REQUIREMENT: All that is wanted is the span of lines from the one with "(655, 87), using the photo above." to the last line of the data, copied exactly.
[Start of section]
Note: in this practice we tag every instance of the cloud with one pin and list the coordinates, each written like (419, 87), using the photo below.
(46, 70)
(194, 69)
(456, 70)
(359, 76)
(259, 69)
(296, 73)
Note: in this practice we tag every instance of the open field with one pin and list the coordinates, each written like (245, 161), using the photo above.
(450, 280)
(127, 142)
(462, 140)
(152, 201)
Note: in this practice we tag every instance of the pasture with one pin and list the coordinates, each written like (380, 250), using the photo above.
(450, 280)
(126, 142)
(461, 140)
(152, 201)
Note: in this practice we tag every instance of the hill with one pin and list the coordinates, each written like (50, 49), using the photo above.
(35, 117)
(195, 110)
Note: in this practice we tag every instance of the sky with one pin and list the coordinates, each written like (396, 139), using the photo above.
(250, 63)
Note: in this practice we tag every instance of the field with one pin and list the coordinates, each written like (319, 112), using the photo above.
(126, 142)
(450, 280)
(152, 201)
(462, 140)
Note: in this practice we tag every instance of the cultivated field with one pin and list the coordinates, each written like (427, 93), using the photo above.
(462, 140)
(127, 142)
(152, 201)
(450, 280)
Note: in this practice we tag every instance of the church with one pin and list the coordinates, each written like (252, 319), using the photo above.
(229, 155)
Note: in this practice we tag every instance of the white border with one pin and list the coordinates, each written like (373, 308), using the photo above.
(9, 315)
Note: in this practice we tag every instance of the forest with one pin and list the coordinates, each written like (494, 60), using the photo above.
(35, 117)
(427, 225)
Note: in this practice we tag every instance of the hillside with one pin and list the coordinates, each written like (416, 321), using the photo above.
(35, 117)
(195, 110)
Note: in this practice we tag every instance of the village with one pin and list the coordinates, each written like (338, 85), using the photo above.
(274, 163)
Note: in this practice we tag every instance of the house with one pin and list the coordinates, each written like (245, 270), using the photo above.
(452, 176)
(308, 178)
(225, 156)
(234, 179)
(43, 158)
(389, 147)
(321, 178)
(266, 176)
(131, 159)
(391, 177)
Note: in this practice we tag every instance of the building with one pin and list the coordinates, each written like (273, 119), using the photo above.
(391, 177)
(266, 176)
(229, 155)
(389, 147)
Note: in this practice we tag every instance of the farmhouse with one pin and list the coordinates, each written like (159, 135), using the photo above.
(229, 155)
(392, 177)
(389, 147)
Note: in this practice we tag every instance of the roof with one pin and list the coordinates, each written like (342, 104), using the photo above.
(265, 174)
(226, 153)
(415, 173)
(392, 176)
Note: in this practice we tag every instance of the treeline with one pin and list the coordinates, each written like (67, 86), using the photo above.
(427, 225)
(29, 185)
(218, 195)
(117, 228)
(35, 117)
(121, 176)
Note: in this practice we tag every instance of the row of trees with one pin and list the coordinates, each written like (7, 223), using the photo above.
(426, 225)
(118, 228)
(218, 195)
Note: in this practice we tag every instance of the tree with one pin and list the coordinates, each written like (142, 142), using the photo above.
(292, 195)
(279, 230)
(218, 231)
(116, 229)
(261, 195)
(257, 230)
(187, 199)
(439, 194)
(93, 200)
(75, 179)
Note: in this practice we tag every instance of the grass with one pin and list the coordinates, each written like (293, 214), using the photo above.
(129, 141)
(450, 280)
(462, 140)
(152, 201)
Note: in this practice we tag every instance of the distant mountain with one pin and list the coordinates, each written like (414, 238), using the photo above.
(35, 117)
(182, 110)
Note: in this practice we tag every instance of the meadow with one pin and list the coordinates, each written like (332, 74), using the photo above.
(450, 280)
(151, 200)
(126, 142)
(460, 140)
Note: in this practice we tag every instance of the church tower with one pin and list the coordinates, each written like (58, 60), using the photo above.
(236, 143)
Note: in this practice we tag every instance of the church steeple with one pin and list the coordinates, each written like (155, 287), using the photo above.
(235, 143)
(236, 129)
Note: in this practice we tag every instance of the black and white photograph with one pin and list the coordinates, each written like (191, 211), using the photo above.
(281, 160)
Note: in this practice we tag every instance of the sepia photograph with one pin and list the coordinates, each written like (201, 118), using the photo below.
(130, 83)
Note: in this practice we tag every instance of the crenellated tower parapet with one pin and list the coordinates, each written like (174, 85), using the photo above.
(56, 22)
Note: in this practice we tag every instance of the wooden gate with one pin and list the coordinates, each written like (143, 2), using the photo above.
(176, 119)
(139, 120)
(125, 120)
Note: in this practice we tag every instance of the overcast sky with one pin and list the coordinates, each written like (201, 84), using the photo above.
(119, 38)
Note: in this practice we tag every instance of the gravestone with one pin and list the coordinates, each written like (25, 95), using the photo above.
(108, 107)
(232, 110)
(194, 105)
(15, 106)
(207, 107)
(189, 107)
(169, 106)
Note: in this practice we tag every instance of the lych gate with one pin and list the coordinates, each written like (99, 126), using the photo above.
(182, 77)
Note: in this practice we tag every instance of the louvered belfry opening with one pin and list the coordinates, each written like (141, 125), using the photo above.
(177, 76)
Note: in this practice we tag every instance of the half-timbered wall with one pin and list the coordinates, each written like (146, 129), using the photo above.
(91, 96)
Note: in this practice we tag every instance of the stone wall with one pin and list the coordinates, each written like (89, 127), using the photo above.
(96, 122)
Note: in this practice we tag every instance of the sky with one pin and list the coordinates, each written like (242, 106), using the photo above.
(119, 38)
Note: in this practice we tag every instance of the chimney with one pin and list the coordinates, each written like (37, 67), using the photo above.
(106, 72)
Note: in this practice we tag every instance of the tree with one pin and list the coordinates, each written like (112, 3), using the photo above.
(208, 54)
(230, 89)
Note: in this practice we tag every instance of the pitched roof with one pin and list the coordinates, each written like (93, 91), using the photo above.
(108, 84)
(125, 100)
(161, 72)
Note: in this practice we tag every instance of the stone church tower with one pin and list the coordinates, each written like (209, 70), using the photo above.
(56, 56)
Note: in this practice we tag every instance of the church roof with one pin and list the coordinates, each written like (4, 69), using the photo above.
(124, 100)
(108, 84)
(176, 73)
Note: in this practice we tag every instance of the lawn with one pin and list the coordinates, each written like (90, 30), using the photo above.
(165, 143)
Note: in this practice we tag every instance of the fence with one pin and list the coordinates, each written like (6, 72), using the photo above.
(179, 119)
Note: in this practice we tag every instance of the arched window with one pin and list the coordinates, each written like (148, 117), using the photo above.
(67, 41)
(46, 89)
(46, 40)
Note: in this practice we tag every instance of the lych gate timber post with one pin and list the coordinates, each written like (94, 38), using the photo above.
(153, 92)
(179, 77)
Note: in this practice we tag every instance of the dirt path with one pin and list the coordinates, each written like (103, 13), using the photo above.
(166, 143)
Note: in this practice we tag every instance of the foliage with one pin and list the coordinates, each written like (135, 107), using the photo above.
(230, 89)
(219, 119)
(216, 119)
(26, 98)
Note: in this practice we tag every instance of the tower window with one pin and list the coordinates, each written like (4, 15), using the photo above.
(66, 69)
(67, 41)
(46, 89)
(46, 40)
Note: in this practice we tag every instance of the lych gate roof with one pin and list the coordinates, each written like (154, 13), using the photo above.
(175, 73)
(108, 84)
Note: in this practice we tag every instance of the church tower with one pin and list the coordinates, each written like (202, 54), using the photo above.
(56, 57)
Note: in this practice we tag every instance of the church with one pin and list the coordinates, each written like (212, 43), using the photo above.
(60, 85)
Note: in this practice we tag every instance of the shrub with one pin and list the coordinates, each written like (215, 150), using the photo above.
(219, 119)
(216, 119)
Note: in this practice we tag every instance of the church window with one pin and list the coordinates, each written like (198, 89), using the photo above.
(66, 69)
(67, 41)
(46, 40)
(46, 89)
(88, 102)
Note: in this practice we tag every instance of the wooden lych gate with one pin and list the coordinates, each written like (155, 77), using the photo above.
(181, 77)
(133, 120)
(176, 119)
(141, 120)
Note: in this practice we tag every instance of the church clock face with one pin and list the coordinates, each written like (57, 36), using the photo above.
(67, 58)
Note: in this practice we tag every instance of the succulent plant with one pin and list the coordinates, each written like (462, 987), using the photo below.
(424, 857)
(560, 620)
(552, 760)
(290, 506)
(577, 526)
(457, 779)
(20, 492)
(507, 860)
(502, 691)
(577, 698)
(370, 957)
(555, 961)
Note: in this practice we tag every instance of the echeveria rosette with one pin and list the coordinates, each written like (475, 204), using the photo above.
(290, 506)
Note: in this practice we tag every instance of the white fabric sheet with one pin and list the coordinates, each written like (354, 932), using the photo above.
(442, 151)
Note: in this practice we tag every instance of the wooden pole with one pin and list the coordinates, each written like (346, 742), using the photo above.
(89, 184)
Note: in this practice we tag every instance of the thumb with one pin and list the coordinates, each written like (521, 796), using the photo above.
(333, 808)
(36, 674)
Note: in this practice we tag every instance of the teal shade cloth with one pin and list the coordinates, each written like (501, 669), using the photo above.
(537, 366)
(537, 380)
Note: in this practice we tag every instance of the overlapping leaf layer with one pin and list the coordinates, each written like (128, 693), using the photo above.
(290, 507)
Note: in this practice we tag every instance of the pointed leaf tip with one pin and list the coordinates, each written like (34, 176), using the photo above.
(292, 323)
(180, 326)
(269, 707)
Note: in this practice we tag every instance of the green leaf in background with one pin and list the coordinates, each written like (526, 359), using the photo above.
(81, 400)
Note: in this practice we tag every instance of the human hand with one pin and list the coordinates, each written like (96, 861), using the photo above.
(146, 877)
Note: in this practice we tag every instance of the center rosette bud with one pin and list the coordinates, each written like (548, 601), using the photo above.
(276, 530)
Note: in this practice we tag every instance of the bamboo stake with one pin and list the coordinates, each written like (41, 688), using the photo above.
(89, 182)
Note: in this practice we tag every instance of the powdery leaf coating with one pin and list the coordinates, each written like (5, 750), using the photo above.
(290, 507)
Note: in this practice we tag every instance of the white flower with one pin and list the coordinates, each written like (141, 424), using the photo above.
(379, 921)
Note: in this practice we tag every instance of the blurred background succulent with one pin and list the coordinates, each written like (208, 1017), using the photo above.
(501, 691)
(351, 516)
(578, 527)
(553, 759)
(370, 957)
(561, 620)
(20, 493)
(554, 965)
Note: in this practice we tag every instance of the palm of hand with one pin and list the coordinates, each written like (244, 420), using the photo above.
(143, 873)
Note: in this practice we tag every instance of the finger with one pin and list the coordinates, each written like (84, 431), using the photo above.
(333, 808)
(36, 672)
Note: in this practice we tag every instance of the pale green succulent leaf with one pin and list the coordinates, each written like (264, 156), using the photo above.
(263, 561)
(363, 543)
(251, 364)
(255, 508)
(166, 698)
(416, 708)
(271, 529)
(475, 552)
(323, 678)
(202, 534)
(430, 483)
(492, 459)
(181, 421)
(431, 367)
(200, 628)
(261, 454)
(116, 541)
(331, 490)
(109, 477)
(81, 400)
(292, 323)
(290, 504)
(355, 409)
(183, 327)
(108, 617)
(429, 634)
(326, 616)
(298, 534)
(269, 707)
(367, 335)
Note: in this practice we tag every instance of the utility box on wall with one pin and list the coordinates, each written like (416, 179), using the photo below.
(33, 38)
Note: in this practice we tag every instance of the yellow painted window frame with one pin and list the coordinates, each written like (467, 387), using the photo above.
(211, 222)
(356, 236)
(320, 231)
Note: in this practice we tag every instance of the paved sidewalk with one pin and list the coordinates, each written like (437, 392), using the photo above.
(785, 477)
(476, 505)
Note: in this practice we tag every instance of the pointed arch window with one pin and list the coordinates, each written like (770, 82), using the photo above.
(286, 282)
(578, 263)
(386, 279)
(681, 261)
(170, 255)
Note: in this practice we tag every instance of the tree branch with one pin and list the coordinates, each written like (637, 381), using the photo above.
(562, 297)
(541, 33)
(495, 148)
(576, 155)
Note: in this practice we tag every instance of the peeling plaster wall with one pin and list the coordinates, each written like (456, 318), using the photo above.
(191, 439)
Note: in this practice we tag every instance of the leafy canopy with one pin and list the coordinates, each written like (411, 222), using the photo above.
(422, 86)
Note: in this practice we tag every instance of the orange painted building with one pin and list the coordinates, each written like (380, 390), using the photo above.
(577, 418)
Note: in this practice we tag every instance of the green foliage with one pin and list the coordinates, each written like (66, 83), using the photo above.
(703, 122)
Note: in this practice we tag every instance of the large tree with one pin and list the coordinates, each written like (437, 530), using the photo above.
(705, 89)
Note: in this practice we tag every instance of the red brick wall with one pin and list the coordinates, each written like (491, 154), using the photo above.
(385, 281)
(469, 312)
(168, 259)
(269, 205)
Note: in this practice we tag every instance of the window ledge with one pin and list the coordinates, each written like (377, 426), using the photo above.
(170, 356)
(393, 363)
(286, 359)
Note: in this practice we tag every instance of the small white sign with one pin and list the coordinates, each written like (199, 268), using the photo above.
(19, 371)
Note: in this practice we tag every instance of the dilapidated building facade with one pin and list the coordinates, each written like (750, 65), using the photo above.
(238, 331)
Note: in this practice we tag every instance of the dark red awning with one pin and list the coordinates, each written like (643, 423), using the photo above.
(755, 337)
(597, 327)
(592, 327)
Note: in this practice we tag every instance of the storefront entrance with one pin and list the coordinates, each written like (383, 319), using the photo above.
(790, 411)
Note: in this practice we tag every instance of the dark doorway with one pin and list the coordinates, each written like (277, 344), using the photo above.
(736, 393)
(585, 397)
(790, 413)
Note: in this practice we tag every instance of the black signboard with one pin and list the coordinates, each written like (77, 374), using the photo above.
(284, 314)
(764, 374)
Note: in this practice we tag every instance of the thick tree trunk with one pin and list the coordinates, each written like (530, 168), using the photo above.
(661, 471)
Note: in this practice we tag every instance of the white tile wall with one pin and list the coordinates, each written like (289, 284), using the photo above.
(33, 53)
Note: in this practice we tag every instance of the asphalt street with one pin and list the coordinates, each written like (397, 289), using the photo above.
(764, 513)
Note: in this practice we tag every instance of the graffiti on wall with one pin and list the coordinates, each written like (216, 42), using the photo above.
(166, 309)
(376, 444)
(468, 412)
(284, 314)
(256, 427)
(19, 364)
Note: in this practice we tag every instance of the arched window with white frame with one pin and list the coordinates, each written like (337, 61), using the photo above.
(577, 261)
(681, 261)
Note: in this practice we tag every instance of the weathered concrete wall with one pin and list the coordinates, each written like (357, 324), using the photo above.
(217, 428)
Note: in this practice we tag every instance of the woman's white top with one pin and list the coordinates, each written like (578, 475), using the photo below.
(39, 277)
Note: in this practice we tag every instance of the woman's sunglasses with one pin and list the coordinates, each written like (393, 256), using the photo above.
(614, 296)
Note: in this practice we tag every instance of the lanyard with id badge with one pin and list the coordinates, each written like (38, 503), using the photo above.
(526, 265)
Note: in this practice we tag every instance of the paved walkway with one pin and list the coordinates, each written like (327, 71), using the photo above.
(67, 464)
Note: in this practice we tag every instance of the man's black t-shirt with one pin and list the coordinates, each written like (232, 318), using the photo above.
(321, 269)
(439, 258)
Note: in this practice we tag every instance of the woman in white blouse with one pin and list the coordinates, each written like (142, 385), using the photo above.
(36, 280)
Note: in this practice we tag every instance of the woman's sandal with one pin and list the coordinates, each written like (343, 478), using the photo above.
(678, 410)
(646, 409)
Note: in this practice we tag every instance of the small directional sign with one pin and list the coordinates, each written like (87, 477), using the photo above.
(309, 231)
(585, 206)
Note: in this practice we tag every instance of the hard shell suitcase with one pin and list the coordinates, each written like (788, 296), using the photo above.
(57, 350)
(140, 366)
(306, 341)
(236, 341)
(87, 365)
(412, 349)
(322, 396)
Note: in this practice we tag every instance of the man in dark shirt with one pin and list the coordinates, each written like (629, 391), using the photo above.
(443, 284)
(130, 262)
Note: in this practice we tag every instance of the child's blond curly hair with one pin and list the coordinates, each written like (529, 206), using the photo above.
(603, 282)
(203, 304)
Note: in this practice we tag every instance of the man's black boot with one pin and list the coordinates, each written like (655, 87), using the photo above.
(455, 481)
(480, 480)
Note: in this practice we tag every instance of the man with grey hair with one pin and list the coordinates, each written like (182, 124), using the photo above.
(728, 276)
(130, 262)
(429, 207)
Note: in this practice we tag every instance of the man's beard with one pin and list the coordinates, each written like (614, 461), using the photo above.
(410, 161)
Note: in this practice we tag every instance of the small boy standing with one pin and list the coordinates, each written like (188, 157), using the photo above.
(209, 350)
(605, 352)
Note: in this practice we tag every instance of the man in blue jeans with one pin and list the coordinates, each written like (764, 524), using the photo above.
[End of section]
EXPECTED ANSWER:
Note: in this practice we tag every instance of the man's black boot with one pin and list the coordinates, each written like (655, 87), using the photo above.
(455, 481)
(480, 480)
Note: in this practice we tag every instance of the man with grey hair with one pin and list the coordinates, each written like (182, 124), using the photo above.
(728, 276)
(130, 262)
(429, 207)
Note: in this practice we tag every instance of the man's beard with one pin and list the coordinates, each written like (614, 461), using the photo above.
(410, 161)
Note: in this practice we tag every instance of the small boy standing with one pin and list the coordinates, each written like (188, 157), using the photo above.
(209, 350)
(605, 352)
Note: in this practice we tag every instance of the man in blue jeans with one pin and list the coordinates, each written like (764, 524), using the photo above.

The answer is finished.